# Problem
Within the records, determine how many lines contain the word "sweater". Your reply must consist of that number only.

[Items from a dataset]
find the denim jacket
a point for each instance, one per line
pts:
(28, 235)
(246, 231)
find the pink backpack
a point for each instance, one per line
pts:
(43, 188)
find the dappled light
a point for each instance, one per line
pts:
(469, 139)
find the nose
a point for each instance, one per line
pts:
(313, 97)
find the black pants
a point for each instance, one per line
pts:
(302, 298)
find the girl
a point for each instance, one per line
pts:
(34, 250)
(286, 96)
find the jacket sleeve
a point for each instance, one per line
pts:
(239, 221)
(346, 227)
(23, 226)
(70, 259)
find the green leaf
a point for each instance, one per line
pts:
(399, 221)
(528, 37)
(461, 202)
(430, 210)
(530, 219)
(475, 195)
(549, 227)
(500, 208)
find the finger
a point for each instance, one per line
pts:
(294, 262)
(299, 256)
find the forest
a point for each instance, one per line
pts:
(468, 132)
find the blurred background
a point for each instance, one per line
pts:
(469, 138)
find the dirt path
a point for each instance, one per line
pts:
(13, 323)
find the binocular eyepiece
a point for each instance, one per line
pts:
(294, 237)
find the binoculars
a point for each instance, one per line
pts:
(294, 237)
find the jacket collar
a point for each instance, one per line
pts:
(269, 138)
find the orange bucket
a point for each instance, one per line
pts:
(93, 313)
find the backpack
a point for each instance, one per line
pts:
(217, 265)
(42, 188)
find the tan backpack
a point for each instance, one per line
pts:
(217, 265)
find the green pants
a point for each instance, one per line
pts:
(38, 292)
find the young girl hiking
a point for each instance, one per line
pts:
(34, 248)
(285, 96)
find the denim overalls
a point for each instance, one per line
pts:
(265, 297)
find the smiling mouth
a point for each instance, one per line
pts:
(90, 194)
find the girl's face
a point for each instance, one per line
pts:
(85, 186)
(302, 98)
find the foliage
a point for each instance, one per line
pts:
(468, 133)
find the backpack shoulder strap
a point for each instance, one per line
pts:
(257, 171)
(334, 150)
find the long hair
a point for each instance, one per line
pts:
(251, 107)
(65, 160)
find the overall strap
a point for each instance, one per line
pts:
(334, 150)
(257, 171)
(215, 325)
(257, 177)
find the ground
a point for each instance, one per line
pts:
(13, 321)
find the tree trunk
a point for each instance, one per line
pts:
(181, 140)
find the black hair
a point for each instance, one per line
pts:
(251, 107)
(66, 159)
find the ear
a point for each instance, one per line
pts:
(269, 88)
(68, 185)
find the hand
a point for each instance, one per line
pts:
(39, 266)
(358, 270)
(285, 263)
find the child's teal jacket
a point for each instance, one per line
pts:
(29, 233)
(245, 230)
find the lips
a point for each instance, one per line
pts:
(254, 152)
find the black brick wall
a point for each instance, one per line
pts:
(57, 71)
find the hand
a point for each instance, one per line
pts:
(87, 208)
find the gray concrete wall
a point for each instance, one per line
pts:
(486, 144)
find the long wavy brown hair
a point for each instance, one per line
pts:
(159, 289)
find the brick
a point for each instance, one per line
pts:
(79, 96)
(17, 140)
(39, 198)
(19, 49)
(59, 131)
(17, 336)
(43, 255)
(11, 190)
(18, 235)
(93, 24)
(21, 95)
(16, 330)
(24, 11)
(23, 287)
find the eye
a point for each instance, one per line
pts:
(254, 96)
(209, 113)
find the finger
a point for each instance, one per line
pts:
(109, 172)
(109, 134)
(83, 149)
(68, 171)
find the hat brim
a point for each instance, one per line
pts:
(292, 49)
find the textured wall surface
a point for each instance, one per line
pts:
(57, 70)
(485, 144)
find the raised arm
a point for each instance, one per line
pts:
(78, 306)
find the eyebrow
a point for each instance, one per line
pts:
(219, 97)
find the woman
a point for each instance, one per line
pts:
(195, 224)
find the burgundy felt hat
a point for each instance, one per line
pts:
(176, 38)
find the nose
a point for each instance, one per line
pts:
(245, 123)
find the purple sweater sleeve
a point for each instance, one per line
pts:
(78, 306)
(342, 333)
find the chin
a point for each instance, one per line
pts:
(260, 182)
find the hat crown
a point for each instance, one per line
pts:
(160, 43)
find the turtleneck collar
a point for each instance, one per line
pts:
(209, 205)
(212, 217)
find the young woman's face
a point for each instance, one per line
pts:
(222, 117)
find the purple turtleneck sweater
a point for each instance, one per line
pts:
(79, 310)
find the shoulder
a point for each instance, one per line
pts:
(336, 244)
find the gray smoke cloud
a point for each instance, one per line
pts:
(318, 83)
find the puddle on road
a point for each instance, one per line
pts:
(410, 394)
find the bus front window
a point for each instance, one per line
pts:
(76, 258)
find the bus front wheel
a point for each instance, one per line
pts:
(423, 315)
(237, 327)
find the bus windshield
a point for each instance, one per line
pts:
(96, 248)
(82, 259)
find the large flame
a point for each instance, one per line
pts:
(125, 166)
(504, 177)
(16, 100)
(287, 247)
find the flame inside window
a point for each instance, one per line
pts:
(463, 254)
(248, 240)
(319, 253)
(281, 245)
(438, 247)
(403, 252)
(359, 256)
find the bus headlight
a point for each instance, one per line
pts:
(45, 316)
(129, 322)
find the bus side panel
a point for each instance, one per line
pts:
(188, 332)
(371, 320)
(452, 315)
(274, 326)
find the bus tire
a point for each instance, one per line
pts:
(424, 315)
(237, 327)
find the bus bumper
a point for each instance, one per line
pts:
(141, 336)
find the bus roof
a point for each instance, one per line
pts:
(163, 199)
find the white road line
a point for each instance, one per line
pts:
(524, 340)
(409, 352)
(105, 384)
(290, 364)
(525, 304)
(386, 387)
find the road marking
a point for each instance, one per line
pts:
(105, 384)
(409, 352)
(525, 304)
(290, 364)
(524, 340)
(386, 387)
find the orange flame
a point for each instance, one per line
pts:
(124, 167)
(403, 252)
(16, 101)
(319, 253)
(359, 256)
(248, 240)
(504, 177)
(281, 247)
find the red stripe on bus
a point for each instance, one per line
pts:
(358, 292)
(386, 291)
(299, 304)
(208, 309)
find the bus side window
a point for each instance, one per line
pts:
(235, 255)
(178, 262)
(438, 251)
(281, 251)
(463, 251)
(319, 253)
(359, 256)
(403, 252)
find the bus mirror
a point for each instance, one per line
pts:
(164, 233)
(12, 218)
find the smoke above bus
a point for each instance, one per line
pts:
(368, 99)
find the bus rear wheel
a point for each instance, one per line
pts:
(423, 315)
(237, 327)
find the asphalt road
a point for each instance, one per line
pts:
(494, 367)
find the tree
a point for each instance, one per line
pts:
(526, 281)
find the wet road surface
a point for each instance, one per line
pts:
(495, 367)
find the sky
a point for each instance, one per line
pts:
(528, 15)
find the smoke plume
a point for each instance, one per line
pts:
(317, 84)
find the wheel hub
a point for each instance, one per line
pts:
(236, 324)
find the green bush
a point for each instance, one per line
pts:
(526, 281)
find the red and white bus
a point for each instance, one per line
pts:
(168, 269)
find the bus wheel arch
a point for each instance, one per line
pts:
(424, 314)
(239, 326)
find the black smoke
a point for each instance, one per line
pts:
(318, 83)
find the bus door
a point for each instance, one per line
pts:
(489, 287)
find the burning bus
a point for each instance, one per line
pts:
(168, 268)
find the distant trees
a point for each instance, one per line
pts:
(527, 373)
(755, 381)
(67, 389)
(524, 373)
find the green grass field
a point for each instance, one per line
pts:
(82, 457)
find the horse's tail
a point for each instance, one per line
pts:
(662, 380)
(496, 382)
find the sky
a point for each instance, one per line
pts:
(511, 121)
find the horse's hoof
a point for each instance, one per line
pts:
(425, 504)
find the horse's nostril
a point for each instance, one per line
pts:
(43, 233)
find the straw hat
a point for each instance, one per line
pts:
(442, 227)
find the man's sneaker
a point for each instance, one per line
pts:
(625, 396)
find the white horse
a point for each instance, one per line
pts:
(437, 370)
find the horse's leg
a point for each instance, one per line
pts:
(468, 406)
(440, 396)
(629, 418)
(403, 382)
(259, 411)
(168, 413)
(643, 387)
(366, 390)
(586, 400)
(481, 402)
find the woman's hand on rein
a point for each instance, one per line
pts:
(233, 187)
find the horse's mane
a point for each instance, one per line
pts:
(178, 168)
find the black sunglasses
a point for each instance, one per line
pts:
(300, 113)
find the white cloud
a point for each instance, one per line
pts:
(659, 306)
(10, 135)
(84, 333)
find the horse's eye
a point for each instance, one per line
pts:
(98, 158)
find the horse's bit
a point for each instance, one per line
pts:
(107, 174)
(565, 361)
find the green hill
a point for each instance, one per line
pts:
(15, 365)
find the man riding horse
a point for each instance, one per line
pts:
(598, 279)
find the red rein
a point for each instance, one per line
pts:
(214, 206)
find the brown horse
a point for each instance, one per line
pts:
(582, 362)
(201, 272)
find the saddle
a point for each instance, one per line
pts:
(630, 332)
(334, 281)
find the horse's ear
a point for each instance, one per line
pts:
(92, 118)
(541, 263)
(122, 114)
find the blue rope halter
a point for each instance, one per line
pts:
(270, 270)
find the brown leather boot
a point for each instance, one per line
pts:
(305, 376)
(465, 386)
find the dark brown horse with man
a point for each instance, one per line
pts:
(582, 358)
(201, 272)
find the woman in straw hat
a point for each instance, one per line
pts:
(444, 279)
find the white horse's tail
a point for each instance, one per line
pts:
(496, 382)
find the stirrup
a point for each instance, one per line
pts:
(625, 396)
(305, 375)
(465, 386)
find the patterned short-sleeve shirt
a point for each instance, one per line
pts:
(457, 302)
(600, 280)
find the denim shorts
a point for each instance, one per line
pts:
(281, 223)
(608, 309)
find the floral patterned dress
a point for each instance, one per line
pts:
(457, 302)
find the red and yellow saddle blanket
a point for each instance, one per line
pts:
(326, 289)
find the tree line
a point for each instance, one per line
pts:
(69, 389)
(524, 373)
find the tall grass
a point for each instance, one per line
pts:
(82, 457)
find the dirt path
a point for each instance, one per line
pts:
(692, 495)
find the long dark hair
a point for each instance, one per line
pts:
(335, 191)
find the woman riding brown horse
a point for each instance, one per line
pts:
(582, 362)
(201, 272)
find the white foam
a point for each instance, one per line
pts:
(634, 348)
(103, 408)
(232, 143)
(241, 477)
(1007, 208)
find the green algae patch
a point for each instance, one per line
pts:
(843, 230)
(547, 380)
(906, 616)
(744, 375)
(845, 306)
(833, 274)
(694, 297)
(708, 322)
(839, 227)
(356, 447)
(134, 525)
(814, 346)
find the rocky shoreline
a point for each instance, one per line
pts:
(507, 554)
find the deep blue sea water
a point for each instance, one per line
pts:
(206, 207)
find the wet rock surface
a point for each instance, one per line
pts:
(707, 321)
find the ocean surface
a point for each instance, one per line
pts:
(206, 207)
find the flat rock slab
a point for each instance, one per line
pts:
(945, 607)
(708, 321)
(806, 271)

# Solved exercise
2